The answer must restate every entry below word for word.

(Input material begins)

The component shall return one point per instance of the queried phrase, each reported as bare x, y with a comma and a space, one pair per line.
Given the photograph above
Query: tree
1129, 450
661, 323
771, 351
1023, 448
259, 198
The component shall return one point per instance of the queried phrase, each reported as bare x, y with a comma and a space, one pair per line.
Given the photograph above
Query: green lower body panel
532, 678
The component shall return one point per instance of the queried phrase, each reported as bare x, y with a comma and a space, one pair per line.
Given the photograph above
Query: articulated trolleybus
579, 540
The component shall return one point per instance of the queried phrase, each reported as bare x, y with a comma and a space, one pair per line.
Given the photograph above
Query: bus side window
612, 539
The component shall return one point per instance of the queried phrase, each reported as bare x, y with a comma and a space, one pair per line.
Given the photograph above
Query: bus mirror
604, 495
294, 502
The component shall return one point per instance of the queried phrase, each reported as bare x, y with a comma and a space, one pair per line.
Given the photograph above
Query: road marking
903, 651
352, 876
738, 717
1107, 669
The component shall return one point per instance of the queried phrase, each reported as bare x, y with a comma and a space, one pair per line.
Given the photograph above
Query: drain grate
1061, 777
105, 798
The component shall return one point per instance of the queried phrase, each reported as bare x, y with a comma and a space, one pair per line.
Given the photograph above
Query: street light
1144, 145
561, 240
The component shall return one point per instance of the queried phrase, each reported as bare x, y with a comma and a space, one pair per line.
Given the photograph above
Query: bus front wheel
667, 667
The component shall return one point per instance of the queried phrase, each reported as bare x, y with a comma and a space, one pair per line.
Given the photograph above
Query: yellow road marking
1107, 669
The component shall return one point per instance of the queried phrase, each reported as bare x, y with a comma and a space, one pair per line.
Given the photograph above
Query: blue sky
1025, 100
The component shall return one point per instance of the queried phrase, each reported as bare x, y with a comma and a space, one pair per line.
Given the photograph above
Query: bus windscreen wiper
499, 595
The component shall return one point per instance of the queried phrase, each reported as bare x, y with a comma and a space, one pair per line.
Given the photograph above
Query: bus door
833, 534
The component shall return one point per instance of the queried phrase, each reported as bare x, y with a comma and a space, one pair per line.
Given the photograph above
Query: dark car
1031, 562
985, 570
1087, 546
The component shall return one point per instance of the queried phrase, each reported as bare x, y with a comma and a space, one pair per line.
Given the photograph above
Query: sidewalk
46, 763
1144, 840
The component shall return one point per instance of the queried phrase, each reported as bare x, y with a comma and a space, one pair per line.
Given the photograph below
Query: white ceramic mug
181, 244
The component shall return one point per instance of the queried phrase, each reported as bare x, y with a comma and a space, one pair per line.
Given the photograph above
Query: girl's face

(Input material ends)

Completed exercise:
The component shall return one point per instance of the queried phrase, each reported as bare x, y with a comma and a space, one pair per line.
Given the photograph above
Query: tree
1129, 450
661, 323
771, 351
1023, 448
259, 198
The component shall return one point per instance of the queried phrase, each reported as bare x, y with a comma and a space, one pair per line.
Given the photograph above
Query: green lower body panel
532, 678
The component shall return one point per instance of the queried phrase, each reported as bare x, y with a comma and a space, one pair per line.
Given the photograph above
Query: articulated trolleybus
579, 540
The component shall return one point per instance of the queried phrase, each reported as bare x, y with a comma and a space, one pair per line.
Given the photograph above
Query: bus side window
612, 539
The component shall return one point per instance of the queried phrase, each reported as bare x, y with a comma and a space, one pair per line.
Given the photograph above
Query: bus mirror
604, 495
294, 502
The component shall return one point per instance of the queried phrase, each reported as bare x, y with a comma and a space, one pair per line.
Given the photograph above
Query: road marking
903, 651
352, 876
738, 717
1107, 669
The component shall return one point per instance of the queried phrase, each reported as bare x, y with a comma and a space, one pair per line.
Given the photograph above
Query: drain grate
1061, 777
105, 798
The component shall return one point per instance of the queried phrase, each reported as bare x, y with a comma and a space, one pair per line.
Given the photograph above
Query: street light
1144, 145
561, 240
The component shall return one point per instance of the queried phrase, each reported as bare x, y with a comma and a space, one pair per line.
Given the photograph above
Query: bus front wheel
667, 667
The component shall return one point per instance of the queried phrase, each reported as bare x, y with a comma and a space, one pair per line.
Given the photograph above
Query: yellow road marking
1107, 669
The component shall return one point per instance of the queried phrase, each reported as bare x, y with a comma and a space, one pair per line.
Given the photograph above
Query: blue sky
1025, 100
The component shall return one point per instance of the queried phrase, each reported as bare x, y with a comma and a space, one pair per line.
Given the photograph above
Query: bus windscreen wiper
499, 595
The component shall return one point per instance of the queried phrase, each reported as bare x, y with a comma and a space, one pair per line.
Given the photograph above
Query: bus door
833, 534
The component shall return one point per instance of the queried phrase, each reported as bare x, y with a comma and a space, one pair per line.
Given the photograph above
Query: dark car
1031, 562
985, 570
1087, 546
The component shall return one point per instance of the queried phrase, each reported as bare x, y with a comma and a space, one pair per line.
Given the photograph above
Query: sidewalk
46, 763
1144, 840
The component shall return one point per instance of the queried phrase, each reported as bare x, y with a comma and a space, one pair per line.
Given the photograph below
Query: white ceramic mug
181, 244
The component shall return one point per instance of the queried phrase, each reported as bare x, y with a comma and a space, one pair per line.
Given the photograph above
Query: girl's face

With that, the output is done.